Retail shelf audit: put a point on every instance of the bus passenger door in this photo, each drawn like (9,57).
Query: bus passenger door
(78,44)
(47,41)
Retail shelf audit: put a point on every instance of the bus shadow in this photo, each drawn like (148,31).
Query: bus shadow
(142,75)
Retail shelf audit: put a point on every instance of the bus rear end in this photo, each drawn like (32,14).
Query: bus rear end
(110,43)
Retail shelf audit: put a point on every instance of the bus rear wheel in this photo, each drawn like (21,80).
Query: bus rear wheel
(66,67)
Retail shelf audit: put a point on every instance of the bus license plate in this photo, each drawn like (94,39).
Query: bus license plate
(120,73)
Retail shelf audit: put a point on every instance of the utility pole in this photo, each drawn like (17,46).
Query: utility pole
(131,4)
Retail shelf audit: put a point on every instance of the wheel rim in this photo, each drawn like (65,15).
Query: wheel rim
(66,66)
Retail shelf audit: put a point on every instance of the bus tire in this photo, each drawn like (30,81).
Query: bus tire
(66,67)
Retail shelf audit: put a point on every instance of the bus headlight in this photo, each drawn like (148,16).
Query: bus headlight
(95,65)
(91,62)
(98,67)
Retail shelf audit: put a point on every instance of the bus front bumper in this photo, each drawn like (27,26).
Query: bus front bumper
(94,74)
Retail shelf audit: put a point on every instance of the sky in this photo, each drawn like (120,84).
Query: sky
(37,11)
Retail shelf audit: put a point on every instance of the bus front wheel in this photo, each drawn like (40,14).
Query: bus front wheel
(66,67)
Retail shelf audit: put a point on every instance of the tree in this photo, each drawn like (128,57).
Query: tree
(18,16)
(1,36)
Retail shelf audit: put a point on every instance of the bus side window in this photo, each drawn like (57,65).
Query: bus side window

- _What you need to do_
Copy all of the entries above, substituting "Street scene review" for each occurrence of "Retail shelf audit" and keeping everything else the same.

- _Correct response_
Street scene review: put a point on every instance of the bus passenger door in this photo, each drawn like (9,57).
Query: bus passenger door
(78,44)
(47,41)
Street scene review: put a point on every instance of the bus shadow in this photo, each drawn like (148,31).
Query: bus shadow
(142,75)
Street scene review: put a point on every instance of the bus rear end in this photo, each drawn like (32,14).
Query: bus rear end
(110,43)
Street scene review: put a point on every instance of the bus rear wheel in this photo, each drawn like (21,80).
Query: bus rear wheel
(66,67)
Street scene review: put a point on every instance of the bus license plate in this photo, each drawn like (94,39).
Query: bus license plate
(120,73)
Street scene review: put a point on every instance of the utility pole in this photo, each drawn like (17,46).
Query: utility pole
(131,4)
Street scene review: put a point on every instance of the wheel rim in this photo, each drawn like (65,15).
Query: wheel rim
(66,66)
Street scene review: put a point on every instance of the bus tire in this photo, each drawn like (30,81).
Query: bus tire
(66,67)
Street scene review: put a point on every instance of the bus headlight in this photo, each drawn like (148,16).
Query: bus headlight
(95,65)
(91,62)
(98,67)
Street scene review: put a point on every instance of the bus front bumper in this photo, each drawn like (27,26).
Query: bus front bumper
(94,74)
Street scene review: put a point on every instance of the sky in this photo, each drawn like (120,84).
Query: sky
(37,11)
Street scene review: put a point on every instance of the bus front wheel in this photo, each drawn like (40,14).
Query: bus front wheel
(66,67)
Street scene review: put a point on every instance of the tree in this photo, each drawn like (128,57).
Query: tree
(18,16)
(1,36)
Street scene review: put a point on every instance of the bus side window in this photo, each drawn like (57,65).
Query: bus side window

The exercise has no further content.